• _Required task_: For each statement, say yes or no as to whether the carp management text below supports it, and quote the words of the text that decide it: (a) the weir with mesh screens was placed at the outlet of Lake Sorell; (b) female carp were radio tagged and released to help locate carp aggregations; (c) Lake Crescent was re-opened to the public in 2004.

• _Supplied passage_:
┏━━
Containment and water level management

Containing the carp to prevent escape or transfer of carp from the Lake Sorell and Lake Crescent populations to other areas was a priority. Effective containment was quickly achieved by placing a weir with a series of mesh screens at the outlet of Lake Crescent, the downstream lake. Mesh sizes were small enough to prevent eggs and juveniles leaving the lake. Lake levels were manipulated to reduce the chance of carp successfully spawning and to eliminate any chance of carp moving down the system through uncontrolled overflow.

The screens on the control structures became critical for management of water levels, limiting the possibility of an uncontrolled spill causing carp to spread. These structures had to be made larger than usual to effectively manage the water flow. They also required regular (around the clock) cleaning to prevent blockages.

The following construction activities were undertaken to maximise water level control and contain the carp:

  • The capacity of the canal between the two lakes was deepened and widened to allow Lake Sorell to be lowered if needed.
  • Four new control gates were installed on the outlet of Lake Sorell to increase flow and to screen for carp.
  • A levee bank was built at Lake Crescent to direct all floodwaters through a screened weir and overflow channel.
  • Four outlet bays were built in Lake Crescent with a variety of screen heights to increase the ability to respond to different lake levels.
  • The canal above the screens was narrowed to increase the speed of water flow and decrease sediment build-up.
  • A stop log structure was built at the canal entrance to reduce silt build-up in the outlet canal.

Carp population reduction

Population reduction was achieved by directly fishing numbers down and by limiting recruitment success by preventing carp access to spawning sites. A combination of fyke nets, seine nets, gillnets, traps and electrofishing (both backpack and boat) were used for fishing.

Meshed fences were used to prevent carp from accessing marshy areas favoured for spawning. Fish traps were placed in the mesh fences at some marsh drainage points. Some carp were implanted with a slow-release pheromone insert and placed in a secure cage upstream of the trap, to try and attract mature carp.

A ‘mark-recapture’ model was developed to estimate the carp population size in each of the lakes. This involved an initial survey where all carp captured were tagged and re-released. A follow-up survey was then done and an estimate of the total population was calculated from the proportion of tagged to untagged carp.

Fish tracking

To achieve total eradication, all female carp needed to be caught to prevent any chance of future spawning. Male fish were radio tagged and released back into the lakes to help locate the carp aggregations, identify habitat preferences and estimate the remaining carp population size. This is known as the ‘Judas carp’ technique.

Lake closures

Both lakes were initially closed to the public following the discovery of carp. Lake Sorell was subsequently seen as low risk and re-opened in August 1995. Lake Crescent was re-opened in 2004. In 2010, Lake Sorell was again closed due to a significant carp spawning event.
┗━━
• _Stored data_:
┏━━
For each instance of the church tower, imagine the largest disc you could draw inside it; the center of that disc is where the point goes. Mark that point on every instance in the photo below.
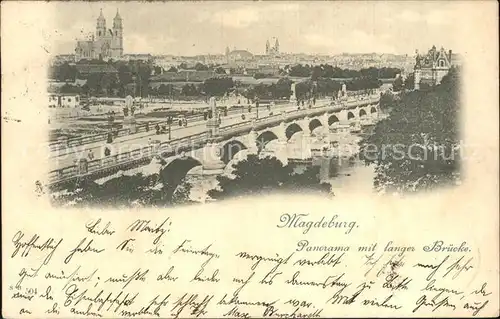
┗━━
• _Solution_:
(a) No: "placing a weir with a series of mesh screens at the outlet of Lake Crescent, the downstream lake."
(b) No: "Male fish were radio tagged and released back into the lakes to help locate the carp aggregations."
(c) Yes: "Lake Crescent was re-opened in 2004."